**What the task requires**.
Convert every line of the material below into a two-column Markdown table headed Row and Content: number the rows in order under Row, put each line unchanged under Content, and leave out blank lines.

##### Provided information

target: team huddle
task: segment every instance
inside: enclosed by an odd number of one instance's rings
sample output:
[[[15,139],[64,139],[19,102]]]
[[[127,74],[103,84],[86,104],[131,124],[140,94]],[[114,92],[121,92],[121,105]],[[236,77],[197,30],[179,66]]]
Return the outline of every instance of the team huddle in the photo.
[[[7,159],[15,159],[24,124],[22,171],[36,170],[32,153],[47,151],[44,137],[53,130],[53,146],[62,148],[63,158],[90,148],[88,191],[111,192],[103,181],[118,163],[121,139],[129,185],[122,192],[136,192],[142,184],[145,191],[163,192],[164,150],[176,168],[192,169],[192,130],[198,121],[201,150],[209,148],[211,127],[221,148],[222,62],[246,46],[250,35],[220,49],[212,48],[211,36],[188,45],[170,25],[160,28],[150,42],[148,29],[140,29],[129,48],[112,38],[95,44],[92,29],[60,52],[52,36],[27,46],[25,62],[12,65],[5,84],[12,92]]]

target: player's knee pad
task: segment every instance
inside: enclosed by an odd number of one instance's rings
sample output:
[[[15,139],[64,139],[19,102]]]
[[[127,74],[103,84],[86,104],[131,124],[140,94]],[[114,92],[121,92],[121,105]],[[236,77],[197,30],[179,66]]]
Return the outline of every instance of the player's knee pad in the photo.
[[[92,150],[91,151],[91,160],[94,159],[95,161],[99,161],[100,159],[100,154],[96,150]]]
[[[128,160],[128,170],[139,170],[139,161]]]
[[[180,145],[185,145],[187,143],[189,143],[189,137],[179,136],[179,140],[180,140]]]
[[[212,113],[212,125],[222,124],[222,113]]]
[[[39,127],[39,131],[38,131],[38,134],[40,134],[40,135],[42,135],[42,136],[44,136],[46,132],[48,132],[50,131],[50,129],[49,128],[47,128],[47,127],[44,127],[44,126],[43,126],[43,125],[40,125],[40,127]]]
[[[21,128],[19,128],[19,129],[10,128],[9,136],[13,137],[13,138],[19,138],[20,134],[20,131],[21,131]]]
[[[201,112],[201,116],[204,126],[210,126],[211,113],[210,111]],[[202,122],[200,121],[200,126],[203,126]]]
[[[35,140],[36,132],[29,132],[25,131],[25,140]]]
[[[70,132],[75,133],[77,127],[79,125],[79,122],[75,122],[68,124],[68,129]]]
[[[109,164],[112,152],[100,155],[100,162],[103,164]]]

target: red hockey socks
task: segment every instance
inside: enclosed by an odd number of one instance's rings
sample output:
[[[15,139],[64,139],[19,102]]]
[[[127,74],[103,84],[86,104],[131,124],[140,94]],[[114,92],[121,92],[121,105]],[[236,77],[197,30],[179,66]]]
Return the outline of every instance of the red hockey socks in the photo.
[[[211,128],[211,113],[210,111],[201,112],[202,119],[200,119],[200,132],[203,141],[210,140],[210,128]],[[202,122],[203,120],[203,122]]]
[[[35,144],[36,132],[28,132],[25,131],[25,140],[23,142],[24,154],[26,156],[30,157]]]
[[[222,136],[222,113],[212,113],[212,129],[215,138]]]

##########

**Exercise response**.
| Row | Content |
|---|---|
| 1 | target: team huddle |
| 2 | task: segment every instance |
| 3 | inside: enclosed by an odd number of one instance's rings |
| 4 | sample output: |
| 5 | [[[15,139],[64,139],[19,102]]] |
| 6 | [[[127,74],[103,84],[86,104],[131,124],[140,94]],[[114,92],[121,92],[121,105]],[[236,77],[197,30],[179,66]]] |
| 7 | Return the outline of every instance of the team huddle in the photo. |
| 8 | [[[7,159],[15,159],[24,124],[22,171],[36,170],[32,153],[47,151],[44,137],[53,130],[53,146],[62,148],[63,158],[90,148],[88,191],[111,192],[103,181],[118,163],[121,139],[129,185],[122,192],[136,192],[142,184],[145,191],[163,192],[164,150],[176,168],[192,169],[192,130],[198,121],[201,150],[209,148],[211,127],[221,148],[222,62],[246,46],[250,35],[220,49],[212,48],[211,36],[188,45],[170,25],[160,28],[150,42],[148,29],[140,29],[129,48],[112,38],[95,44],[92,29],[60,52],[52,36],[27,46],[25,62],[12,65],[5,84],[12,92]]] |
| 9 | target: player's knee pad |
| 10 | task: segment every instance |
| 11 | inside: enclosed by an odd number of one instance's rings |
| 12 | sample output: |
| 13 | [[[15,139],[64,139],[19,102]]] |
| 14 | [[[127,74],[103,84],[86,104],[131,124],[140,94]],[[114,92],[121,92],[121,105]],[[236,77],[197,30],[179,66]]] |
| 15 | Return the outline of every instance of the player's knee pad in the photo. |
| 16 | [[[92,150],[91,151],[91,160],[94,159],[95,161],[99,161],[100,159],[100,154],[96,150]]] |
| 17 | [[[128,160],[128,170],[139,170],[139,161]]] |
| 18 | [[[180,145],[185,145],[187,143],[189,143],[189,137],[179,136],[179,140],[180,140]]] |
| 19 | [[[212,113],[212,125],[222,124],[222,113]]] |
| 20 | [[[39,127],[39,131],[38,131],[38,134],[40,134],[40,135],[42,135],[42,136],[44,136],[46,132],[48,132],[50,131],[50,129],[49,128],[47,128],[47,127],[44,127],[44,126],[43,126],[43,125],[40,125],[40,127]]] |
| 21 | [[[21,128],[19,128],[19,129],[10,128],[9,136],[13,137],[13,138],[19,138],[20,134],[20,131],[21,131]]] |
| 22 | [[[201,112],[201,116],[204,126],[210,126],[211,113],[210,111]],[[202,122],[200,121],[200,126],[203,126]]] |
| 23 | [[[35,140],[36,132],[29,132],[25,131],[25,140]]] |
| 24 | [[[70,132],[75,133],[77,127],[79,125],[79,122],[75,122],[68,124],[68,129]]] |
| 25 | [[[109,164],[112,152],[100,155],[100,162],[103,164]]] |
| 26 | target: red hockey socks |
| 27 | task: segment every instance |
| 28 | inside: enclosed by an odd number of one instance's rings |
| 29 | sample output: |
| 30 | [[[15,139],[64,139],[19,102]]] |
| 31 | [[[127,74],[103,84],[86,104],[131,124],[140,94]],[[114,92],[121,92],[121,105]],[[236,77],[197,30],[179,66]]] |
| 32 | Return the outline of every instance of the red hockey socks in the photo. |
| 33 | [[[211,128],[211,113],[210,111],[201,112],[202,119],[200,119],[200,132],[203,141],[210,140],[210,128]],[[202,122],[203,120],[203,122]]] |
| 34 | [[[35,144],[36,132],[28,132],[25,131],[25,140],[23,142],[24,154],[26,156],[30,157]]] |
| 35 | [[[222,136],[222,113],[212,113],[212,129],[215,138]]] |